Print verbatim every line starting at the one that contains "Can you see the yellow sign?" and ending at the final line of the records; include both endpoints.

Provided data:
○ ○ ○ ○ ○

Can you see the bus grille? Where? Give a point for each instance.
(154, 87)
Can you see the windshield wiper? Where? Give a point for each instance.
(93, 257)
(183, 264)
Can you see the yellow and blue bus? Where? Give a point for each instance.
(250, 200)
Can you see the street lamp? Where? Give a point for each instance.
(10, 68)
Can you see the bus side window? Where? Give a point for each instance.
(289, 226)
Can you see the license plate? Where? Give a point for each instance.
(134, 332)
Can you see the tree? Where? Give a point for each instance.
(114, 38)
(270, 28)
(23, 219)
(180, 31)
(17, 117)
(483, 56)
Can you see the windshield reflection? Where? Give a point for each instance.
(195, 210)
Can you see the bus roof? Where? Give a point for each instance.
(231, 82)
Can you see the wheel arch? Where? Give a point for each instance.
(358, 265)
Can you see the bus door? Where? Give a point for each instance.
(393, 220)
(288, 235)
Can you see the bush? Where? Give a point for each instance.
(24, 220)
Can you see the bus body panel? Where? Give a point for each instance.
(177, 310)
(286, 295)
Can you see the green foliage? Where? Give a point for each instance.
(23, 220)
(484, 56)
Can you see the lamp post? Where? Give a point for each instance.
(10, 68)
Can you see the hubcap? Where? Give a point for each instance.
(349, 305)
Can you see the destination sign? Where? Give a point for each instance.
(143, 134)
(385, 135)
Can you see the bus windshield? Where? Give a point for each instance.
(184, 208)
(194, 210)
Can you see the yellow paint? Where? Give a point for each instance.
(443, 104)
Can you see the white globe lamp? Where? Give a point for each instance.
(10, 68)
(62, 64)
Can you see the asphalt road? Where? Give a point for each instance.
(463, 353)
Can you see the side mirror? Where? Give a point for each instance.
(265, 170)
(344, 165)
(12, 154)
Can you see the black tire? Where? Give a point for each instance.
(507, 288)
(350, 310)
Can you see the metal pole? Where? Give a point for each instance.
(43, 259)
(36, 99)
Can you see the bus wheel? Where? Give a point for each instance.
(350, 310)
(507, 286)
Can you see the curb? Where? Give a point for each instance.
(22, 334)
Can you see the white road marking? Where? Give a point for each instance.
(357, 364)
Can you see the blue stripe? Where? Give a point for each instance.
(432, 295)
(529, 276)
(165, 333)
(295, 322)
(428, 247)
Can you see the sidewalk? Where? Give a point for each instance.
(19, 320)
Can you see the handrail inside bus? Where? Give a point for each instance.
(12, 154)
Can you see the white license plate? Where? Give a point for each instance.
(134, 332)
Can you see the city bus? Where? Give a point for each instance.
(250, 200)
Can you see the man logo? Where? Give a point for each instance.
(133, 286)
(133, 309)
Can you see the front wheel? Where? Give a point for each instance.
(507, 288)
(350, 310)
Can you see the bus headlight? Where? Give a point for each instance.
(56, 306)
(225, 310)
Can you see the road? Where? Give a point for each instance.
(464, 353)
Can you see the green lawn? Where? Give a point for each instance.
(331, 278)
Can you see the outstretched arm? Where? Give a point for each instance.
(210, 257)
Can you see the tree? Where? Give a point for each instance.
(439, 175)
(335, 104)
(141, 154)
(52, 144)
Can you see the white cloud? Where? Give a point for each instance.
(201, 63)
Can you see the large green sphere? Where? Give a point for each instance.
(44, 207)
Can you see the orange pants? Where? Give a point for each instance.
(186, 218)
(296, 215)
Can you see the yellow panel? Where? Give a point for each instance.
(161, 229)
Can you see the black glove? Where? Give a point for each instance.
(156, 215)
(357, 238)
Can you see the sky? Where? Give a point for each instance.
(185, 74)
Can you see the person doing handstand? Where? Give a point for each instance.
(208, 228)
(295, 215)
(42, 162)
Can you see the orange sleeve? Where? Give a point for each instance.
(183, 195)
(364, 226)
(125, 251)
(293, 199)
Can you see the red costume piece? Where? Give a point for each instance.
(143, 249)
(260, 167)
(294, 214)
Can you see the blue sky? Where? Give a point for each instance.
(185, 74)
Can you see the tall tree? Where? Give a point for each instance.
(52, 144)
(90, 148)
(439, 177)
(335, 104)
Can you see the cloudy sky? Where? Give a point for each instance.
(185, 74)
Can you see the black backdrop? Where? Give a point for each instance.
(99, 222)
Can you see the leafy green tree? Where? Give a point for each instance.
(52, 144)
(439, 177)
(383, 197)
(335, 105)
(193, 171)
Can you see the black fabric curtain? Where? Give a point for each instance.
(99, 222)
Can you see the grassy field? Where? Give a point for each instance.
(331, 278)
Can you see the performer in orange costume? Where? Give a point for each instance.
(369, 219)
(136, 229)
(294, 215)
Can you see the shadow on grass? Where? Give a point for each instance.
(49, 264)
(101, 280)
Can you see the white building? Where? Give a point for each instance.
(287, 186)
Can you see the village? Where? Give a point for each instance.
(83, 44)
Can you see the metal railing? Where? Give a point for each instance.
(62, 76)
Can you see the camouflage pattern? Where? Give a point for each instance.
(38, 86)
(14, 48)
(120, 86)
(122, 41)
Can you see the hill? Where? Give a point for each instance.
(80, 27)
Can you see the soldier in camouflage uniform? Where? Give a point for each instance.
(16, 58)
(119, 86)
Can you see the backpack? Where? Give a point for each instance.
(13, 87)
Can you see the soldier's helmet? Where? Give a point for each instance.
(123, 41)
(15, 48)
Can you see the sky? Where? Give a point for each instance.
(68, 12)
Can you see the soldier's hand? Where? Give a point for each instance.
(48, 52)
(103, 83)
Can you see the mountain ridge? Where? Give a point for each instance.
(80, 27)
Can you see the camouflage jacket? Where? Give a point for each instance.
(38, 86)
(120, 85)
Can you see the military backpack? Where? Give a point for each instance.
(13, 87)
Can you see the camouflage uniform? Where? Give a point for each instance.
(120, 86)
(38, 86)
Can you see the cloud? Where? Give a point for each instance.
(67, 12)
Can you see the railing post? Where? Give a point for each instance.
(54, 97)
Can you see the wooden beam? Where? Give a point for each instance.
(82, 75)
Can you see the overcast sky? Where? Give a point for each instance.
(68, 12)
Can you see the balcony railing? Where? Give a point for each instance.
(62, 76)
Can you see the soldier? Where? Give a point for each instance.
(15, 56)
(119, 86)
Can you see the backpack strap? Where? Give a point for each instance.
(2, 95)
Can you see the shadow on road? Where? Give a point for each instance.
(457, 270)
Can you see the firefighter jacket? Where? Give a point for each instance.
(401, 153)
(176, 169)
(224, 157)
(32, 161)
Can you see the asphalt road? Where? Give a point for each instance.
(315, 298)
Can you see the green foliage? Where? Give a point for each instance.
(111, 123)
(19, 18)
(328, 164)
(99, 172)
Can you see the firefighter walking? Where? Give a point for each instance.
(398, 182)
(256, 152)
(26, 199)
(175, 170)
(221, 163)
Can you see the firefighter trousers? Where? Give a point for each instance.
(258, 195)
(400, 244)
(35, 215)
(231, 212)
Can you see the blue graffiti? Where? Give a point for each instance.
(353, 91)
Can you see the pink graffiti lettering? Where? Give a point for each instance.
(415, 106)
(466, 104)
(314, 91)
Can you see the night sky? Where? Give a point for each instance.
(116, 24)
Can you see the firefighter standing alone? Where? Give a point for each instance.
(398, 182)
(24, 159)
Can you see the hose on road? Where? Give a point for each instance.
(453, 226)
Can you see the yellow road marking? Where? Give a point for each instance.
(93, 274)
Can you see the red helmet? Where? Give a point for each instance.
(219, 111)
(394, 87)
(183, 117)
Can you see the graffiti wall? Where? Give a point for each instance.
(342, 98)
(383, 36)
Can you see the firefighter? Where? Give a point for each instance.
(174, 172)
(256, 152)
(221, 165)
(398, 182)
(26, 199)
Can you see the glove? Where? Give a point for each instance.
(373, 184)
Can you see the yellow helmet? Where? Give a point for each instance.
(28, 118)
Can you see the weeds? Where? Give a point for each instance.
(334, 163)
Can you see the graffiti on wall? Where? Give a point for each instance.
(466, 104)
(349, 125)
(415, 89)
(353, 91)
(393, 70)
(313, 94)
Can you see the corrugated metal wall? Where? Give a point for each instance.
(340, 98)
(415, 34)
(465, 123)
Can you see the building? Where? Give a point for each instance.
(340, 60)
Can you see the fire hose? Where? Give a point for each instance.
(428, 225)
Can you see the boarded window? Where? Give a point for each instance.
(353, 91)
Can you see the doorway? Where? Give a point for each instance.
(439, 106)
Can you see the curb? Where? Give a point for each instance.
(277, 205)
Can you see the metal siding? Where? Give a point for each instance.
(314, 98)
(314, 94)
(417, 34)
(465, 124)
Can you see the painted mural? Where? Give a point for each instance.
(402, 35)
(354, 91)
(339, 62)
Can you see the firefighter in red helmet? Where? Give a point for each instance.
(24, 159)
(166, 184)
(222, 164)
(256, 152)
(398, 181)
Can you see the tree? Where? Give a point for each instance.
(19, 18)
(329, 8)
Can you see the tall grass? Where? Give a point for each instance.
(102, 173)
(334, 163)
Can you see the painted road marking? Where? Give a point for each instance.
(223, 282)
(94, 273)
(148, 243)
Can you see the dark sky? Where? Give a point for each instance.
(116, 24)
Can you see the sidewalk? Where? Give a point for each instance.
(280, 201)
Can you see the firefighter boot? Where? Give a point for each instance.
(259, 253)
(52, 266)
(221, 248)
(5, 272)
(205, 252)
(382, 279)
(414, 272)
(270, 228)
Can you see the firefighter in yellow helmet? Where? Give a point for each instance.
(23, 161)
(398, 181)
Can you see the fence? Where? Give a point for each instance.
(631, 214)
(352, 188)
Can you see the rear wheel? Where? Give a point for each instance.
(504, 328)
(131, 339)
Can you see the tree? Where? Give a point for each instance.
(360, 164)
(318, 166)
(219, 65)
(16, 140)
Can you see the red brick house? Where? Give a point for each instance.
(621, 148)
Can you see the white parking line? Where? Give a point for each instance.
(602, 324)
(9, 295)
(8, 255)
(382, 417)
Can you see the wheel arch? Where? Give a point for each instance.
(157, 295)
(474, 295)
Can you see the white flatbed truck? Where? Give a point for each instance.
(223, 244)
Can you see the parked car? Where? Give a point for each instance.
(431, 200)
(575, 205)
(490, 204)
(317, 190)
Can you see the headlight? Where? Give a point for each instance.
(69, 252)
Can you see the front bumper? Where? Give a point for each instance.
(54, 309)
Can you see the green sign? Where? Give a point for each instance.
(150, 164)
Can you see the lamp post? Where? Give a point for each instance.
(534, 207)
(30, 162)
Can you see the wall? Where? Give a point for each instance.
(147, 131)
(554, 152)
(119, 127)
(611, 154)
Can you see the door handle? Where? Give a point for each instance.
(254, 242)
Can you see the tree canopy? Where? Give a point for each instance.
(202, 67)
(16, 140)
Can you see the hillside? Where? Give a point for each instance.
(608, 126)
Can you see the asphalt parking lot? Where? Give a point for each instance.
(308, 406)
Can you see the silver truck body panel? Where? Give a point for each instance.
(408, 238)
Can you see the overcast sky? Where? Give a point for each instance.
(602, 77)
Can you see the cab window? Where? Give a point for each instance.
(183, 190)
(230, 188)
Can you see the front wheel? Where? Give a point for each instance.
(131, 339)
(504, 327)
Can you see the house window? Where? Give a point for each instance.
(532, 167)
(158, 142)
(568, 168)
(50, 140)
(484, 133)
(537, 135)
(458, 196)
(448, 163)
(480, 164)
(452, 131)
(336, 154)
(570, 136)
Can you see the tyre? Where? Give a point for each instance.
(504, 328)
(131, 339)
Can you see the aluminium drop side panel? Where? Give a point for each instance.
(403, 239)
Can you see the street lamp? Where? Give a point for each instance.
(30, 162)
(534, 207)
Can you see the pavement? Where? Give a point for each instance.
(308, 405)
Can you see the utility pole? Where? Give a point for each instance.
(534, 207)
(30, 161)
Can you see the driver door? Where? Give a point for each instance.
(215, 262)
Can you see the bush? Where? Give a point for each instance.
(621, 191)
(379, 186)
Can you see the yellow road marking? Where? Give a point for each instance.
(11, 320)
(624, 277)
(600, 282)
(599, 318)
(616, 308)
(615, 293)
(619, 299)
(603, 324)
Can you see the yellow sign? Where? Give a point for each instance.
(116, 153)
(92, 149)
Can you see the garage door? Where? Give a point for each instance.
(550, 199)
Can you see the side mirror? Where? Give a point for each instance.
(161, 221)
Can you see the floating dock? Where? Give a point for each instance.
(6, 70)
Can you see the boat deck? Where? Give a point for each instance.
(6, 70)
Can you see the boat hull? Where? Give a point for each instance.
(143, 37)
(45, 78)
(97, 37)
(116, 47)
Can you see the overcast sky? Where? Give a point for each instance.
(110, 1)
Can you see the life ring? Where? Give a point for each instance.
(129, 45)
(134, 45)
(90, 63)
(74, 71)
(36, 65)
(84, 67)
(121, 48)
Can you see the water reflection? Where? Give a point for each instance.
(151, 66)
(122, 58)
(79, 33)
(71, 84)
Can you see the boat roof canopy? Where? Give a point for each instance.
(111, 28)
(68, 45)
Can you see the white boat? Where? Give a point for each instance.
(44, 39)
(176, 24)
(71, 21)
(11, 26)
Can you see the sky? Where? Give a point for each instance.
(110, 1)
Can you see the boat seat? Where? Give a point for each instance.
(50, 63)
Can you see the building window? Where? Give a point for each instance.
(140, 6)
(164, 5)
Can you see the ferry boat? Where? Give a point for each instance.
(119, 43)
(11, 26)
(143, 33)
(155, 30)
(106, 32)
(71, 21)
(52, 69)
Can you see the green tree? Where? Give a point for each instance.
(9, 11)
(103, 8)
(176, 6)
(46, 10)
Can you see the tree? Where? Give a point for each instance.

○ ○ ○ ○ ○

Problem solution:
Can you see the yellow sign? Where? Give a point for each instance.
(116, 153)
(92, 149)
Can you see the garage door? Where? Give a point for each instance.
(550, 199)
Can you see the side mirror? Where? Give a point for each instance.
(161, 221)
Can you see the floating dock? Where? Give a point for each instance.
(6, 70)
Can you see the boat deck? Where? Give a point for each instance.
(6, 70)
Can you see the boat hull? Where? Give a point for each instance.
(143, 37)
(45, 78)
(97, 37)
(116, 47)
Can you see the overcast sky? Where? Give a point for each instance.
(110, 1)
Can you see the life ring? Where? Give a point for each instance.
(129, 45)
(134, 45)
(90, 63)
(74, 71)
(36, 65)
(84, 67)
(121, 48)
Can you see the water reflection? Where? Give a point for each instance.
(151, 66)
(122, 58)
(79, 33)
(71, 84)
Can you see the boat roof canopy? Where? Give a point for each instance.
(111, 28)
(68, 45)
Can you see the white boat? Where? Give a point for each instance.
(44, 39)
(176, 24)
(71, 21)
(11, 26)
Can you see the sky? Where? Give a point for each instance.
(110, 1)
Can you see the boat seat? Where? Give a point for each instance.
(50, 63)
Can you see the building window? Where? Give a point for each instance.
(140, 6)
(164, 5)
Can you see the ferry boat? Where? Give a point for each instance.
(119, 43)
(11, 26)
(143, 33)
(155, 30)
(106, 32)
(71, 21)
(52, 69)
Can you see the green tree? Where? Give a point for each instance.
(9, 11)
(103, 8)
(176, 6)
(46, 10)
Can you see the tree? Where? Give a point for each instance.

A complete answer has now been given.